### GIVEN DATA
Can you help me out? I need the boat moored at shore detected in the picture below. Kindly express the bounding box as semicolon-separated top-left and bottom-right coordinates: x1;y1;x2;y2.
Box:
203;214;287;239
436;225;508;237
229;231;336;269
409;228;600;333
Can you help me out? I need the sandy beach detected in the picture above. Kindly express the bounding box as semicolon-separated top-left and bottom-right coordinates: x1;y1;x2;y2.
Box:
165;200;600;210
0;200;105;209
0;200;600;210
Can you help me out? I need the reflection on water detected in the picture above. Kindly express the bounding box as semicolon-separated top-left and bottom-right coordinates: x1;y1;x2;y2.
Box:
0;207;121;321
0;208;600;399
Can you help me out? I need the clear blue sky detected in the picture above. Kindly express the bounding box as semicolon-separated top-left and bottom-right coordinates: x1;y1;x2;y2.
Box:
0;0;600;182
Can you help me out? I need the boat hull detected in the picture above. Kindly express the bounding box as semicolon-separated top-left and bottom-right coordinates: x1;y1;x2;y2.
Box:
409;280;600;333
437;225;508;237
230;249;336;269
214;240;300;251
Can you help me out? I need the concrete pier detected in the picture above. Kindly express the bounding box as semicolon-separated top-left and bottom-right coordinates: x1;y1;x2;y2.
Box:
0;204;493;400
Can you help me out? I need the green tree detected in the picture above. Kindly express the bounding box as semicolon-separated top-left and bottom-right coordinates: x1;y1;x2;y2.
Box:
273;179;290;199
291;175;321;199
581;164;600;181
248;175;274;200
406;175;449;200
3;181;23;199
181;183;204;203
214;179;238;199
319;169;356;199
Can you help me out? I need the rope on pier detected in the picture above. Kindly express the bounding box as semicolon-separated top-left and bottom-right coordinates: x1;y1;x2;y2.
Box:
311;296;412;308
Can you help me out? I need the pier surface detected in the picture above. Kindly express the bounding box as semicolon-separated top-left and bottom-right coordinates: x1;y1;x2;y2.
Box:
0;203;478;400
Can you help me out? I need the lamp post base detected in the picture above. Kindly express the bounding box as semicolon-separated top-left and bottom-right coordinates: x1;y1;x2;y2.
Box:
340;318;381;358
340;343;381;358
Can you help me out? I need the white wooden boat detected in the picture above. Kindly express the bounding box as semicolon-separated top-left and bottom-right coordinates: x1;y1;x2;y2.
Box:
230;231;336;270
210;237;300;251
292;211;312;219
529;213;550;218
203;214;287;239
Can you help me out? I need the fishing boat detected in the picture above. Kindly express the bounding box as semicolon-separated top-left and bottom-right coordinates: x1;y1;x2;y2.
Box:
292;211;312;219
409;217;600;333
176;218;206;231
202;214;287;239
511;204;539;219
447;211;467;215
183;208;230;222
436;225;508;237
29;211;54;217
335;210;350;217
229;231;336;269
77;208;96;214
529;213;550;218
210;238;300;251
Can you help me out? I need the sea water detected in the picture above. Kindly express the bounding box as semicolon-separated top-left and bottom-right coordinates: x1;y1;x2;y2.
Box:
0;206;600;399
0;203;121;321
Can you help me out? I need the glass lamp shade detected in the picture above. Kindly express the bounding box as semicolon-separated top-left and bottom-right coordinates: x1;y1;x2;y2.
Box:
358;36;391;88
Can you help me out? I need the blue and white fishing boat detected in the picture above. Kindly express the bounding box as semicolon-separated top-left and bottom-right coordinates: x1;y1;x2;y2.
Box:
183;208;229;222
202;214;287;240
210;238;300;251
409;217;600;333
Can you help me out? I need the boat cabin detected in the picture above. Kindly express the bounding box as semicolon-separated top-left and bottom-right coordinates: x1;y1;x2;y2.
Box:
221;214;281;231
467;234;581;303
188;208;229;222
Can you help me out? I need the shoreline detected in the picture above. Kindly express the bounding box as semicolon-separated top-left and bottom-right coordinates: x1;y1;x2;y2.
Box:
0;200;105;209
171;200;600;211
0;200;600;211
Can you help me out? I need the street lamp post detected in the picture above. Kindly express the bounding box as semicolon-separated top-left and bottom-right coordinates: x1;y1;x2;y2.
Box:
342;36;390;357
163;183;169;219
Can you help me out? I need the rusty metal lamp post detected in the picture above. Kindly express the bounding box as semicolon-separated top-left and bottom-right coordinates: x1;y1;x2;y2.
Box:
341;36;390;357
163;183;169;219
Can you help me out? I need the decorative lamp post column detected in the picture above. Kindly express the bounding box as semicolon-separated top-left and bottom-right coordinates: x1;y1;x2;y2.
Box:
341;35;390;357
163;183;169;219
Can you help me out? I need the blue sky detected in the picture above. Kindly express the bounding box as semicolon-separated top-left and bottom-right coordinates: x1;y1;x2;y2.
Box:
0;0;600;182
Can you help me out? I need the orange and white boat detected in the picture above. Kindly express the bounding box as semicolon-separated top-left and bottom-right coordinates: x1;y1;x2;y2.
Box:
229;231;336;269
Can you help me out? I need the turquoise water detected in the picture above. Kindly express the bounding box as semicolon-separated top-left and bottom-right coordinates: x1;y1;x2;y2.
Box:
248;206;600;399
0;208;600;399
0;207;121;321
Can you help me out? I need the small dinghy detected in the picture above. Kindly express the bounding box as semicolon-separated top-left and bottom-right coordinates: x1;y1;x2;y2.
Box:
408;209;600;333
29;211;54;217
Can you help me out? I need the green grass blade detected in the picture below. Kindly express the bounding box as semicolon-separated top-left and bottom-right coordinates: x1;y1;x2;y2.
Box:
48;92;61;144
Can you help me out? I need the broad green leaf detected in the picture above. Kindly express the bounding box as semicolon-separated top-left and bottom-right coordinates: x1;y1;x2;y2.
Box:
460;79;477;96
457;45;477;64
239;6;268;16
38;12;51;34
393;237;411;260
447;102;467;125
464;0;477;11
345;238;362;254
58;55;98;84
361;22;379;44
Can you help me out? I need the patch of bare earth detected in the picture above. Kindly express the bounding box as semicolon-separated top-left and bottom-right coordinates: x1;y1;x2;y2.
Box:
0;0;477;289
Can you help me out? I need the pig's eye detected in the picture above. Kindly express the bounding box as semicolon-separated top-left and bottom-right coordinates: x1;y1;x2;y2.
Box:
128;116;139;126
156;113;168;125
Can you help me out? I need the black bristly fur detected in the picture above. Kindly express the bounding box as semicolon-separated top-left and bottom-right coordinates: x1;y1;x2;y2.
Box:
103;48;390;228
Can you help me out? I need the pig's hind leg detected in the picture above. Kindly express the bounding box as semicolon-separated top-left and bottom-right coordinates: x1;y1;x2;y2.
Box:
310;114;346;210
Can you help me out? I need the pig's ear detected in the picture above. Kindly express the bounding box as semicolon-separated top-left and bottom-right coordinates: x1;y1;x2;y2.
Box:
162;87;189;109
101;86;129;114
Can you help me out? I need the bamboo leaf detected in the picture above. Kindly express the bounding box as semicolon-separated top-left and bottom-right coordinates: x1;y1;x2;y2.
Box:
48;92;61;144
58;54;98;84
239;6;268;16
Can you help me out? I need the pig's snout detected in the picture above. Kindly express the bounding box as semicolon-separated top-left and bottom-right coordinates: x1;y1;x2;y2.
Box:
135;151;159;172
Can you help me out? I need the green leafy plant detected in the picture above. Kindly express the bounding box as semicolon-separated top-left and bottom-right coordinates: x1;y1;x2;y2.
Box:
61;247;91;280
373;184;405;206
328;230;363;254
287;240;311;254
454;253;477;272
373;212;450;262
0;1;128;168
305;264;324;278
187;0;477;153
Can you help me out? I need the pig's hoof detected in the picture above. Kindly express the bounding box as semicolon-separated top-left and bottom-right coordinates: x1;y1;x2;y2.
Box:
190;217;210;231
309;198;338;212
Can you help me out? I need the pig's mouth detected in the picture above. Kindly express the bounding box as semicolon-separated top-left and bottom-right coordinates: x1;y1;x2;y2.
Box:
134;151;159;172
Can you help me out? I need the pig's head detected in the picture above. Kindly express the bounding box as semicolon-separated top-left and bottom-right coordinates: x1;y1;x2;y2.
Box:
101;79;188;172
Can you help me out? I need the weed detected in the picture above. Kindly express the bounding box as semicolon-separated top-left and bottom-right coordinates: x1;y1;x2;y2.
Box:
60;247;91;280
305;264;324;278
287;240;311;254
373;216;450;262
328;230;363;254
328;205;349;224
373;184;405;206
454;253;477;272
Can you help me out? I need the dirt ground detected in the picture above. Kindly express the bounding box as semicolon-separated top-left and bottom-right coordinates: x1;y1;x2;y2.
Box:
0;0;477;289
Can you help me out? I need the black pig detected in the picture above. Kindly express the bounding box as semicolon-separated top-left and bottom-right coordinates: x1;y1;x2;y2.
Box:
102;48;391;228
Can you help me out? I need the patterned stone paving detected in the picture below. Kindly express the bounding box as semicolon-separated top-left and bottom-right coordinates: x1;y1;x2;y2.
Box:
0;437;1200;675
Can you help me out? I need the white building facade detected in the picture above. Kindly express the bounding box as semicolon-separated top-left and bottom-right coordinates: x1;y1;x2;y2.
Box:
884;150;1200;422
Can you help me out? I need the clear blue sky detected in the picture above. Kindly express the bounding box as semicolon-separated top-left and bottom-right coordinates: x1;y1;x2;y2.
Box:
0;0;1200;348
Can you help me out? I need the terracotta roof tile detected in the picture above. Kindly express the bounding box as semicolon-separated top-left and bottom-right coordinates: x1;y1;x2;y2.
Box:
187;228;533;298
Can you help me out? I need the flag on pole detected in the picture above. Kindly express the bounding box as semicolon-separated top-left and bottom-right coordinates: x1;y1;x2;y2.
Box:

### AIM
Repeat word for word the rows between the line holding "Can you help me out? I need the orange" and the line holding "103;48;390;228", inclusive.

### CORRECT ANSWER
Can you help me out? I need the orange and white boat detected in the picture above. Kindly express the bounding box as semicolon-separated top-left and bottom-right coordinates: x1;y1;x2;y2.
Box:
229;231;336;269
Can you help me out? I need the turquoise water detected in the picture above. Kindly express the bounding box as semicolon-separated top-left and bottom-right coordinates: x1;y1;x2;y2.
Box:
248;206;600;399
0;208;600;399
0;207;121;321
Can you help me out? I need the small dinghy detected in the picture above. Kindly express the bounding box as semicolon-separated top-left and bottom-right coordinates: x1;y1;x2;y2.
Box:
408;209;600;333
29;211;54;217
Can you help me out? I need the green grass blade detected in the picture below. Kindly express the bounding box as semicolon-separated top-left and bottom-right coordinates: x1;y1;x2;y2.
Box:
48;92;61;144
Can you help me out? I need the broad green leaf detected in the picture above. Kindly express the bounding box as semicolon-separated top-left and bottom-right coordinates: x1;y1;x2;y2.
Box:
460;79;477;96
457;45;477;64
239;6;268;16
38;12;51;34
393;237;411;260
447;102;467;125
464;0;477;11
345;238;362;254
58;55;98;84
361;22;379;44
Can you help me out? I need the patch of bare earth detected in the picture above. Kindly express the bounding box as semicolon-separated top-left and bottom-right coordinates: x1;y1;x2;y2.
Box:
0;0;477;289
Can you help me out? I need the pig's eye detected in the picture above. Kindly express the bounding box as semicolon-separated top-left and bottom-right coordinates: x1;y1;x2;y2.
Box:
128;116;139;126
156;113;168;125
Can you help me out? I need the black bristly fur detected in the picture above. Kindly express the bounding box as semicolon-separated top-left and bottom-right coordinates: x1;y1;x2;y2.
Box:
103;48;390;228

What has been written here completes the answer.